Activity list:
**a.** According to the Demjanjuk post, in what year did the Israeli justice system sentence him to death?
**b.** Write the next paragraph of the Demjanjuk post, following on from its final sentence.

++++ Page extract

Thursday, April 16, 2009

WHAT DO WE DO ABOUT "IVAN THE TERRIBLE?"

It is difficult to say what caught up with John Demjanjuk first – the U.S. Immigration and Naturalization Service or karma. But a few days ago, agents from the former knocked on the door of the modest Cleveland, OH home he has inhabited for over half a century, and physically carried him out in a wheelchair, for deportation to Germany. There he would stand charges for the execution of more than 29,000 Jews and others in Nazi death camps during World War II. Long thought to be Ivan the Terrible, Demjanjuk has been fighting for his life for three decades, all the while denying his identity. Even with overwhelming evidence that he is indeed a mass murderer, at the eleventh hour a U.S. court issued of stay and Demjanjuk was returned to his tiny Cleveland bungalow.

At 89, Demjanjuk reportedly suffers from kidney disease, a form of leukemia, gout, and spinal problems. He is said to be in constant pain, and his family contends the trip to Germany would kill him. So what do we do with this man who is most likely responsible for the extermination of men, women, children and the elderly, and who fled his country, dropped the “Ivan” from his birth name to become “John,” and lived out his days in the middle of middle America? Do we simply forgive him his trespasses and let the world move on, or should he be held accountable for the atrocities?

Demjanjuk was sentenced to death in 1988 by the Israeli justice system. That sentence was later reversed when the courts decided there was reasonable doubt about his identity. He was stripped of his U.S. citizenship, but then regained his American passport in 1998. In 2002, his U.S. citizenship was again revoked amidst charges that he served as a guard at Sobibor and Majdanek camps in occupied Poland, and at the Flossenbürg camp in Germany. In 2005, a deportation order was issued, and finally, just days ago it appeared he would indeed face the German tribunal. As of this writing, no final decision has been made public about Demjanjuk’s deportation.

++++++++
++++ Recorded data

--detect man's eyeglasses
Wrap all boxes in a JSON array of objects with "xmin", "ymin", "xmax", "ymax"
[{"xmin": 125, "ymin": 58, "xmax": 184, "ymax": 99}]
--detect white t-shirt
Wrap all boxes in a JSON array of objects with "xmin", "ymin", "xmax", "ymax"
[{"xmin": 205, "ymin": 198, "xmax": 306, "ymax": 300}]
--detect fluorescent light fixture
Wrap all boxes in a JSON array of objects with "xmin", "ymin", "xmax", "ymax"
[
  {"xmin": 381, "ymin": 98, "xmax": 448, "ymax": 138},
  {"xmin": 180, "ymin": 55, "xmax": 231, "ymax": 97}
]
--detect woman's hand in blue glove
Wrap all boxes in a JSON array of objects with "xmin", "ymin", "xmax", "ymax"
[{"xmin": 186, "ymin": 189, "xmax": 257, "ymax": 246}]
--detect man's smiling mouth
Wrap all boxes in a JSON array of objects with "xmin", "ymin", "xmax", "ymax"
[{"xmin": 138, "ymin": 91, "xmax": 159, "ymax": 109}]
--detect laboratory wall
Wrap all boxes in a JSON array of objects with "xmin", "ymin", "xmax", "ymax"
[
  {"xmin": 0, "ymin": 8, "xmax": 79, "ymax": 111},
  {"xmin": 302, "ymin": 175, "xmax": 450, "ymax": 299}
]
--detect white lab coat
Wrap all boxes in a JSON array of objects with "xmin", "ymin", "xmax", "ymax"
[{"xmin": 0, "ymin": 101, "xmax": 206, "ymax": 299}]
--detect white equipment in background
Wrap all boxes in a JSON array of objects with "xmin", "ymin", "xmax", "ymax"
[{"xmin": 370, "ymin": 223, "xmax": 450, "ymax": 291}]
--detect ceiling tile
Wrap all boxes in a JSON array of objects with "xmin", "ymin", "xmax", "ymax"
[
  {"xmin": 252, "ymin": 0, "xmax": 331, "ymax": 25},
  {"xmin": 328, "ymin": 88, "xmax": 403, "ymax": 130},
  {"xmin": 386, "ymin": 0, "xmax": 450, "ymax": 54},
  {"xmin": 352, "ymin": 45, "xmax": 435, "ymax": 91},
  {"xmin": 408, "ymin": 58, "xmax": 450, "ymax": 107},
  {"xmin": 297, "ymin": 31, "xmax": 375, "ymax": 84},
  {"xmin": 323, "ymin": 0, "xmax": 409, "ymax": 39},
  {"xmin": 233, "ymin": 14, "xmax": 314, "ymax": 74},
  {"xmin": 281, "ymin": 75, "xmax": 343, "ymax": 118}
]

++++++++
++++ Recorded data

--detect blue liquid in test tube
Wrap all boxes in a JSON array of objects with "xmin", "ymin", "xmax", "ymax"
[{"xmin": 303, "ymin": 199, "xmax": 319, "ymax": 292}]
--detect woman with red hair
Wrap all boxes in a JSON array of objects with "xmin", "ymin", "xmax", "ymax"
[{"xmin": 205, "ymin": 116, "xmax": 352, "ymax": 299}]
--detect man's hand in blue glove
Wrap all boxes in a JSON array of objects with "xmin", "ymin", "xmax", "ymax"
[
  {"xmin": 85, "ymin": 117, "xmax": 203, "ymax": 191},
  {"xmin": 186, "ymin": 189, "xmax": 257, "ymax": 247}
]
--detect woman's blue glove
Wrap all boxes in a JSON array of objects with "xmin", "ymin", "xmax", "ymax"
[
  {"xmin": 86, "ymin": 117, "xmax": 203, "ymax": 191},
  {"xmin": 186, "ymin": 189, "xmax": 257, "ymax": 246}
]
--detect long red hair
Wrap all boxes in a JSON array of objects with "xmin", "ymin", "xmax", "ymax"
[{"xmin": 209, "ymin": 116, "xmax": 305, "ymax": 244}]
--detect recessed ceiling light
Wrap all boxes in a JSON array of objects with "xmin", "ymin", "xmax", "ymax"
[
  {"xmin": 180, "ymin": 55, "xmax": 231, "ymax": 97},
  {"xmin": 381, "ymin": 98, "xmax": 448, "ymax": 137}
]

++++++++
++++ Recorded data

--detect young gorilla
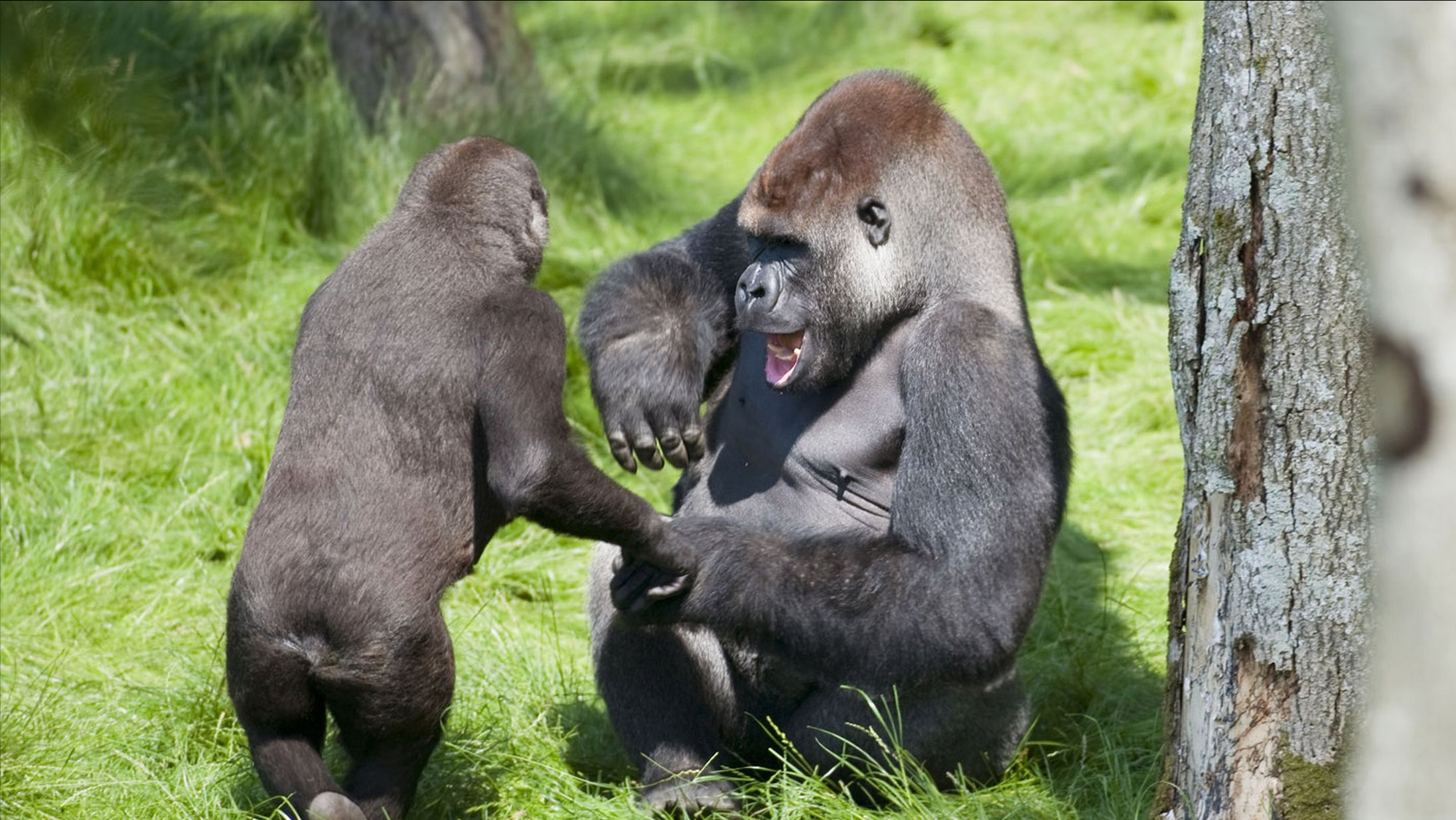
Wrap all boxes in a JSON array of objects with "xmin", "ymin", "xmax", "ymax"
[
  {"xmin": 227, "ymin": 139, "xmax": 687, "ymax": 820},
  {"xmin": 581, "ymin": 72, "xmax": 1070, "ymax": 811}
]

++++++++

Your written answers:
**a.** 1988

**b.**
We are left with these questions: Is it sheer coincidence that Demjanjuk bears striking resemblance to Ivan the Terrible? Is it also a coincidence that Demjanjuk’s job at Sobibor was reportedly to run the diesel engines that fueled the gas chambers, and then in Cleveland he worked as a diesel mechanic? Multiple survivors of German concentration camps have identified Demjanjuk as a guard in camps where they were imprisoned. Do we ignore their testimony, thereby discrediting their memories? Demjanjuk has lived in the U.S. since 1952. Had the INS initially known he had been a guard in Nazi death camps, he would not have been granted citizenship in the U.S. Does his age and infirmity now disqualify him from deportation on charges that he falsified his original application for citizenship?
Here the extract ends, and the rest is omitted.